## begin Exercise data

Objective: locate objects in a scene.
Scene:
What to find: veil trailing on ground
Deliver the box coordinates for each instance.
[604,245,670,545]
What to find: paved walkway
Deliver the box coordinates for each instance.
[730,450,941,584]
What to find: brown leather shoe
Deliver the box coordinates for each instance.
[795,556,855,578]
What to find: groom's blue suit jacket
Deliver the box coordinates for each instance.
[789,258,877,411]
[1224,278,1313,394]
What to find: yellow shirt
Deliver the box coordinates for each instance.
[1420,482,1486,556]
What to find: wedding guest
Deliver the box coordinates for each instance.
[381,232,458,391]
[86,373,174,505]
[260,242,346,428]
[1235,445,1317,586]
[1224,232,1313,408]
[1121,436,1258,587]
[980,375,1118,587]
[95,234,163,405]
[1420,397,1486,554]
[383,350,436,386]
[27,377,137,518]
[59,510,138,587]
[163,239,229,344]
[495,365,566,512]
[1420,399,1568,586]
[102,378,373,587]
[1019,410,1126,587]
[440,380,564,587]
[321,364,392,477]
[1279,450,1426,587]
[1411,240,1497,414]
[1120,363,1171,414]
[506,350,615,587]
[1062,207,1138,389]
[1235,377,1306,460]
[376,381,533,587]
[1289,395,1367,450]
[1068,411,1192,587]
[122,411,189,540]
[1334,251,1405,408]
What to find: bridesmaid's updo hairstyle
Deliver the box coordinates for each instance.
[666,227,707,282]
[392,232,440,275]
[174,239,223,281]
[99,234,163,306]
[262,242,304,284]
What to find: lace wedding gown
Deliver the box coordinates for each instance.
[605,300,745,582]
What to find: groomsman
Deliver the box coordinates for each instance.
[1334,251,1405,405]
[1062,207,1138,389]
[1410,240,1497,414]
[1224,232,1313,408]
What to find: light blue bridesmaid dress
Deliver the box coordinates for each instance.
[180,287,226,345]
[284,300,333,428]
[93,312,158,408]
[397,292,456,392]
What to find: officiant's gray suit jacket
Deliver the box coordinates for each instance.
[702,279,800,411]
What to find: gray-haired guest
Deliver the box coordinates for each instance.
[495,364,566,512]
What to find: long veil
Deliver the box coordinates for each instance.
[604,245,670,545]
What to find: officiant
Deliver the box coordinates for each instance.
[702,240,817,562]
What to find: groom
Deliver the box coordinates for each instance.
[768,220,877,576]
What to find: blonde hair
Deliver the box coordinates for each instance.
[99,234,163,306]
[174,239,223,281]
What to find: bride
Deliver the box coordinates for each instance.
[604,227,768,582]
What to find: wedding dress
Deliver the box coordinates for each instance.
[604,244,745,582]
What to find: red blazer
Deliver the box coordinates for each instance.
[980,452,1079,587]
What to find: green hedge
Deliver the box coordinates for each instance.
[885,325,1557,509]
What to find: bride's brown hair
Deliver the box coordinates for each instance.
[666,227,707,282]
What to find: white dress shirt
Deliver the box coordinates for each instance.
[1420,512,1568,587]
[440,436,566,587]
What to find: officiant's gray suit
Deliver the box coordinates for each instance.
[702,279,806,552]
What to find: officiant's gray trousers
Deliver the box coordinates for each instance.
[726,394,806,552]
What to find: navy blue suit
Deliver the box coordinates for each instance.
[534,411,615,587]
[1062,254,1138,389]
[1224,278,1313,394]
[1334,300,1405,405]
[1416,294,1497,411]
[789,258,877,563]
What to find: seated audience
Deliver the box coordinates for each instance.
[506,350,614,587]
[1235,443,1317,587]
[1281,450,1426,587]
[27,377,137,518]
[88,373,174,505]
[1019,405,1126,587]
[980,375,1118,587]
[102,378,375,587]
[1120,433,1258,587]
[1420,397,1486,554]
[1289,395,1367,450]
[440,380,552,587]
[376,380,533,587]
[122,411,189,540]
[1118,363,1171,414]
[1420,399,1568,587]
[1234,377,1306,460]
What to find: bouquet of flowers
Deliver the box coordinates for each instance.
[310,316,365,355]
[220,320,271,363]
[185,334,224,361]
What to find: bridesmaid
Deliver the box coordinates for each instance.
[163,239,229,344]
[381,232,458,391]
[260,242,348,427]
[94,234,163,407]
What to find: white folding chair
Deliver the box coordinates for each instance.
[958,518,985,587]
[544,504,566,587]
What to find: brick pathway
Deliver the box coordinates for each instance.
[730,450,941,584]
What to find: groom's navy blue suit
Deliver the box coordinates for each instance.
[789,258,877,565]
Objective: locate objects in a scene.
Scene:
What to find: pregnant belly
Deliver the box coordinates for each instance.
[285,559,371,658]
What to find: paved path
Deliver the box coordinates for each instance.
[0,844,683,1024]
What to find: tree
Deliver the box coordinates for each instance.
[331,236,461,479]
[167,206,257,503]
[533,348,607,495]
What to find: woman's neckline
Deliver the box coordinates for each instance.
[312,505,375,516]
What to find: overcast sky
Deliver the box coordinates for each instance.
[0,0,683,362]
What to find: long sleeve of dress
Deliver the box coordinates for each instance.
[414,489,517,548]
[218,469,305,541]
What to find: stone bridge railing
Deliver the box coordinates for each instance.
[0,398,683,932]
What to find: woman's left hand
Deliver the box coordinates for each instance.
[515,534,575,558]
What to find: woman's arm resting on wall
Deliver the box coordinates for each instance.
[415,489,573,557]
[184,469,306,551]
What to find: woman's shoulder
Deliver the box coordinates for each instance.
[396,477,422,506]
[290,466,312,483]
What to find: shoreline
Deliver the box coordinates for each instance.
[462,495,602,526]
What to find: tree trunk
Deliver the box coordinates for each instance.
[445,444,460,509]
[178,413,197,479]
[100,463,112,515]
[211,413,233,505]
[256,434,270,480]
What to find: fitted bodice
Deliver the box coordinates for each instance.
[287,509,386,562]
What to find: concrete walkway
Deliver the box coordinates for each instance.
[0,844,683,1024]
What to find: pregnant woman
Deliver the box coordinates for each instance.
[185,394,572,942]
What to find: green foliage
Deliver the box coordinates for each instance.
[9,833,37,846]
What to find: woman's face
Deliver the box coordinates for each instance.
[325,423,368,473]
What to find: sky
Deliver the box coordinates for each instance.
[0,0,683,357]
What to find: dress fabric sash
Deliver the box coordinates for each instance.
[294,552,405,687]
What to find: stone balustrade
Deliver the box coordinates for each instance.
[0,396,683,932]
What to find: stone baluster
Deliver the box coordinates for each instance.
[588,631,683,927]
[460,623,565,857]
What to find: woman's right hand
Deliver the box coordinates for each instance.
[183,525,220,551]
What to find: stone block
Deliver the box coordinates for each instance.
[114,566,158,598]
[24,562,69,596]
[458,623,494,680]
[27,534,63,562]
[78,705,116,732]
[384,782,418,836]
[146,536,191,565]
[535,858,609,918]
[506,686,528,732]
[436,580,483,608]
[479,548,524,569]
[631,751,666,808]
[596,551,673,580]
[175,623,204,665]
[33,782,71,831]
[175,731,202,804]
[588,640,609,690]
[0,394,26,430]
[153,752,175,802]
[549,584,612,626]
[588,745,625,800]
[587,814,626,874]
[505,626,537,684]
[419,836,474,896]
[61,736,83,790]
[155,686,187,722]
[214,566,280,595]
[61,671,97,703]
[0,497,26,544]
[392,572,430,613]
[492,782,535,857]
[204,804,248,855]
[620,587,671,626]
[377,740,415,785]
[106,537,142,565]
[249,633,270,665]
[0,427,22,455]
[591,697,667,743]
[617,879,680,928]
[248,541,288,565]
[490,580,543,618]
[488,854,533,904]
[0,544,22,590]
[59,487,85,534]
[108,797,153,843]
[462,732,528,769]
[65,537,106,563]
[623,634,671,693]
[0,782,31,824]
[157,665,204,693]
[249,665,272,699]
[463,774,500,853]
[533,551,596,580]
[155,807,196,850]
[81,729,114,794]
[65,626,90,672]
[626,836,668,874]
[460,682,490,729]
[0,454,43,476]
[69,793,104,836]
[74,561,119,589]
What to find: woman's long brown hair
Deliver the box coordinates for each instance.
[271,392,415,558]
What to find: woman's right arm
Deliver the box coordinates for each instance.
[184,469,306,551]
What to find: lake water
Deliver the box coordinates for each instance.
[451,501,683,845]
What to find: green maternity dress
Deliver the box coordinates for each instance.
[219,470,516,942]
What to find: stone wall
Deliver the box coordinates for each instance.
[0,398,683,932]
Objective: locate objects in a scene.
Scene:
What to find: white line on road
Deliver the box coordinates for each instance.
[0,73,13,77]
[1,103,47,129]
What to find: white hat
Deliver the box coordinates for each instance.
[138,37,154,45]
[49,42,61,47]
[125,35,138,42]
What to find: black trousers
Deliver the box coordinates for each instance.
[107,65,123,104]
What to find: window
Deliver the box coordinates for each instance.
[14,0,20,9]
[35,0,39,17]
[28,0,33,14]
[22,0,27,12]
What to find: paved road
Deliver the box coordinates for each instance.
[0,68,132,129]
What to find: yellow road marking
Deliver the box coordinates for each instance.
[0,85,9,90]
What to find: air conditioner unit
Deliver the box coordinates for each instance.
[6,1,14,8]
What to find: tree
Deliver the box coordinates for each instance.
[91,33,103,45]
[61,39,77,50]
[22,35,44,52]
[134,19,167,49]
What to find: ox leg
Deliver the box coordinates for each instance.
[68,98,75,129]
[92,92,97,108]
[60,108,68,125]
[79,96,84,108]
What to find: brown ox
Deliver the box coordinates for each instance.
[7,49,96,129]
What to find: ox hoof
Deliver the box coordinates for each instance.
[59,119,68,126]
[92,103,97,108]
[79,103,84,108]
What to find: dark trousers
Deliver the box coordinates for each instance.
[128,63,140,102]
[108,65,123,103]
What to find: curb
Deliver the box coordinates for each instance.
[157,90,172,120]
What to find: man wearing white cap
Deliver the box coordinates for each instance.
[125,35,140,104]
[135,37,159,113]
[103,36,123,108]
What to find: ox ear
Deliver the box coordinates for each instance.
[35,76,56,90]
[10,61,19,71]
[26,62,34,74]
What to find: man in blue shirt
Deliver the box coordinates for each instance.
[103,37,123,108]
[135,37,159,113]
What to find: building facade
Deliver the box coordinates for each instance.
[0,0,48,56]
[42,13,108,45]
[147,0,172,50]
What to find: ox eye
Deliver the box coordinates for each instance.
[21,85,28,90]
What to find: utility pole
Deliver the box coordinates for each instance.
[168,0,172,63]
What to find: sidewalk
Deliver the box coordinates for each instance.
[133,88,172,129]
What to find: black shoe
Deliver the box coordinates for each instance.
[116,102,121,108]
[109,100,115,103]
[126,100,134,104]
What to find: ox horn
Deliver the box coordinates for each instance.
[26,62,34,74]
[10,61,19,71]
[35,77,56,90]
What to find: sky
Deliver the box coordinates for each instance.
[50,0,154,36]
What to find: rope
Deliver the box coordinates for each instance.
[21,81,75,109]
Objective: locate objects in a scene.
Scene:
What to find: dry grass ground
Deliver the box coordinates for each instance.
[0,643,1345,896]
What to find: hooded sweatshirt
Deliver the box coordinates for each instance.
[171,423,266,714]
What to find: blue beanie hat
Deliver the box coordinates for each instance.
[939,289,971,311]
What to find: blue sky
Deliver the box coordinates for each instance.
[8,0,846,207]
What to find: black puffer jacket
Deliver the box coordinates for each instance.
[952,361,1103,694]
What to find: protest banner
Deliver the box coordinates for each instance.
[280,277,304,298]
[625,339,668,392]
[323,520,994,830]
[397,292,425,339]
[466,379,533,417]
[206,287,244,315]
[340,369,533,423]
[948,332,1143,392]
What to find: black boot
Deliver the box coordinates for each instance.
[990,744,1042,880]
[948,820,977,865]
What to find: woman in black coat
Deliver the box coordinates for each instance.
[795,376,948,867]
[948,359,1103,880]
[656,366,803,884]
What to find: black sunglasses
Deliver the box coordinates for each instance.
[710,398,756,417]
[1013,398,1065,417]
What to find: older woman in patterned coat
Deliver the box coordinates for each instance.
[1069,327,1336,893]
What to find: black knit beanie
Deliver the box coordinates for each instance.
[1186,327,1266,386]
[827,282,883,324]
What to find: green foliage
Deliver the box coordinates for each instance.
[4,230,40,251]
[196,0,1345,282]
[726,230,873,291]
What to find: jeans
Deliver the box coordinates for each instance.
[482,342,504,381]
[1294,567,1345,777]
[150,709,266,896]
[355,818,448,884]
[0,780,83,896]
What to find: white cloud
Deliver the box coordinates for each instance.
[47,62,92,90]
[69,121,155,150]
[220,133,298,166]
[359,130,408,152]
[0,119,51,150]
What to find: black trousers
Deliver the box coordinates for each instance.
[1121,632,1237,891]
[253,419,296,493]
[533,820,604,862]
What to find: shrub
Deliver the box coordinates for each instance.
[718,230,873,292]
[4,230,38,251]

## end Exercise data

#### Work to complete
Count the lines in the records above that contain the string "woman". Reply with the number only.

#### Output of the exercise
11